» Passage for review
*****

Packers lineman Lang adjusts to challenging times
GREEN BAY, Wis. – Tom Lang won’t be at Lambeau Field tonight to watch his son play against the Chicago Bears. In his weakened condition, he won’t miss the crowds or the cold. Watching the game on TV, sharing a front-row seat with grandson John Joseph Lang, suits him just fine.
“Being cold and sitting outside with a bunch of rowdy Packers fans probably wouldn’t be in his best interest,” said T.J. Lang, Green Bay’s third-year offensive lineman and J.J’s dad. “I think it’s more important that we’re all together in the same house for the holidays.”
That’s because his 55-year-old father was diagnosed with a life-threatening illness in mid-November.
Lang is shifting from his usual left guard spot to right tackle against the Bears, doing his part on a patchwork offensive line that will try to protect MVP candidate Aaron Rodgers better than it did against Kansas City last week, when he was sacked four times in the team’s first loss of the season.
Lang hadn’t taken a snap at right tackle all season after winning the left guard job in training camp, but was forced to switch to right tackle against the Chiefs after the Packers lost starting right tackle Bryan Bulaga to a kneecap injury and rookie first-round pick Derek Sherrod to a gruesome broken leg during the second half.

*****

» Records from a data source

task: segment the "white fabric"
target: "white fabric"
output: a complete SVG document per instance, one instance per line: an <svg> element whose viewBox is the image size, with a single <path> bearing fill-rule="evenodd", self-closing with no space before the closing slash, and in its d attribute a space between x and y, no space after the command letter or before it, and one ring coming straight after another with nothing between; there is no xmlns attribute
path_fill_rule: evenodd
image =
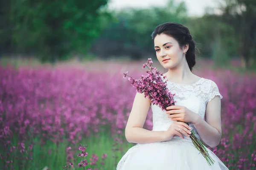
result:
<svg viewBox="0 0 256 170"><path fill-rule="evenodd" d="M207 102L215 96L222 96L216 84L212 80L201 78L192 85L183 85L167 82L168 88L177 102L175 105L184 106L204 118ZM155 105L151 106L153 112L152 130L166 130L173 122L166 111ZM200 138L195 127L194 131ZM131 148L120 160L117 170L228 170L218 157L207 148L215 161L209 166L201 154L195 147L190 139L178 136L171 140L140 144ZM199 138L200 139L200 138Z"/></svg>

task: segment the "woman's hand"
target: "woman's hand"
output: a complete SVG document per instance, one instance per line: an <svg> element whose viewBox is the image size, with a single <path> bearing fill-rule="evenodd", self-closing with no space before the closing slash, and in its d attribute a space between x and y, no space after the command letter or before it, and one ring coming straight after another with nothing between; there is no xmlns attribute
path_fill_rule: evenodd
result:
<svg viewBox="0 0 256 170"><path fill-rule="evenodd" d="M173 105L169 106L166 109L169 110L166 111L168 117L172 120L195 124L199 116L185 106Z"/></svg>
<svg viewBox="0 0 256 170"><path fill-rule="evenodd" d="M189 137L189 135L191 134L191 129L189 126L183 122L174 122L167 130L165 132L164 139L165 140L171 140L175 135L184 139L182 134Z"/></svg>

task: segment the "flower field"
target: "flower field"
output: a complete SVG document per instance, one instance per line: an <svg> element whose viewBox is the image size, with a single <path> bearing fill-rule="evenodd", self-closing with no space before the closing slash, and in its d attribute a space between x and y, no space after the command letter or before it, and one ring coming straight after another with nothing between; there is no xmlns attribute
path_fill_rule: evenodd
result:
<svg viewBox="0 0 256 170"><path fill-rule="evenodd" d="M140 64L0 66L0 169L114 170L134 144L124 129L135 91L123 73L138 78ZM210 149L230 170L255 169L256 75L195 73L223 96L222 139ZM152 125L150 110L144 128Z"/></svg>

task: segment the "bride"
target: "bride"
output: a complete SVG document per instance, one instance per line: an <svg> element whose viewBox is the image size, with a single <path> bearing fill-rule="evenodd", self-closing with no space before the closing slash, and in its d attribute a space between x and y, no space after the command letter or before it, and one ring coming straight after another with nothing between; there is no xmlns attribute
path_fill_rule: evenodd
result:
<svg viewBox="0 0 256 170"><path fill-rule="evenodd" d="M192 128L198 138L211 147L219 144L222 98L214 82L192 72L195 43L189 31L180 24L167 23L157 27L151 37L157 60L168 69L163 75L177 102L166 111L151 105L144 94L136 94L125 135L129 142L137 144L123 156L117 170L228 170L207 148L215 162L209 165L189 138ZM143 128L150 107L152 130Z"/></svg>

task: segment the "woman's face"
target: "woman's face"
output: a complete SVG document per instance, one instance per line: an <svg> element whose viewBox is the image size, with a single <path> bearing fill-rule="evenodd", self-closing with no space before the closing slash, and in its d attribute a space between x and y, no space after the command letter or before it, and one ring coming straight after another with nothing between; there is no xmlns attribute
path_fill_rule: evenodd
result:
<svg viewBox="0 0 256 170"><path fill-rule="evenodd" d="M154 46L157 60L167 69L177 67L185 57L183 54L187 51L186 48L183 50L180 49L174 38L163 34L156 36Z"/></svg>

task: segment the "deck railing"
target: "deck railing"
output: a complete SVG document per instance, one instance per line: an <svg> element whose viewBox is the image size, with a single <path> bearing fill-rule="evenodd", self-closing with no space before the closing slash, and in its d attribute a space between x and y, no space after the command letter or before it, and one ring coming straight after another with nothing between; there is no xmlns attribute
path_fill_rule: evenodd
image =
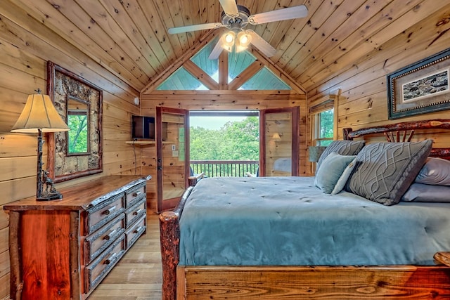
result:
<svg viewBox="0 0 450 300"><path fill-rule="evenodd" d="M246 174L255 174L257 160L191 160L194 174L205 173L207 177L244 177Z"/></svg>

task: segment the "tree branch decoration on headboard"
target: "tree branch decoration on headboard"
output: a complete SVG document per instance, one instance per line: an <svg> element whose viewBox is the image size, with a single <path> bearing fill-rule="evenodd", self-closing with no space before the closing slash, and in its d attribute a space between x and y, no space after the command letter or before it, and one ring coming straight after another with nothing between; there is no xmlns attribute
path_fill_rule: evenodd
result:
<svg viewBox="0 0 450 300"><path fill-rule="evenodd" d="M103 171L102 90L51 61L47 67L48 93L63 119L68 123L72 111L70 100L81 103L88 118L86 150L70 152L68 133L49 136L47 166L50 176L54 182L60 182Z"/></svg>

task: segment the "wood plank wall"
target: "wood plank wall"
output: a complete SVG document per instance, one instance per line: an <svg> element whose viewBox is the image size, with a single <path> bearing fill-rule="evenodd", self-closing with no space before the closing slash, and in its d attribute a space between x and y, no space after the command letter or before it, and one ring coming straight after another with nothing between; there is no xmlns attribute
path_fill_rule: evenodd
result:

*****

» Explore the material
• A. From the Packers article, return the words between "Lang is shifting" and "the second half.", inclusive, copied word for word.
• B. Shorten the paragraph of the Packers article that begins "Lang hadn’t taken a snap at right tackle" while keeping its main facts.

» Results for each task
• A.
Lang is shifting from his usual left guard spot to right tackle against the Bears, doing his part on a patchwork offensive line that will try to protect MVP candidate Aaron Rodgers better than it did against Kansas City last week, when he was sacked four times in the team’s first loss of the season.
Lang hadn’t taken a snap at right tackle all season after winning the left guard job in training camp, but was forced to switch to right tackle against the Chiefs after the Packers lost starting right tackle Bryan Bulaga to a kneecap injury and rookie first-round pick Derek Sherrod to a gruesome broken leg during the second half.

• B. Lang had not played right tackle all season after winning the left guard job in training camp. Against the Chiefs he was forced to move to right tackle. In the second half the Packers lost starting right tackle Bryan Bulaga to a kneecap injury and rookie first-round pick Derek Sherrod to a broken leg.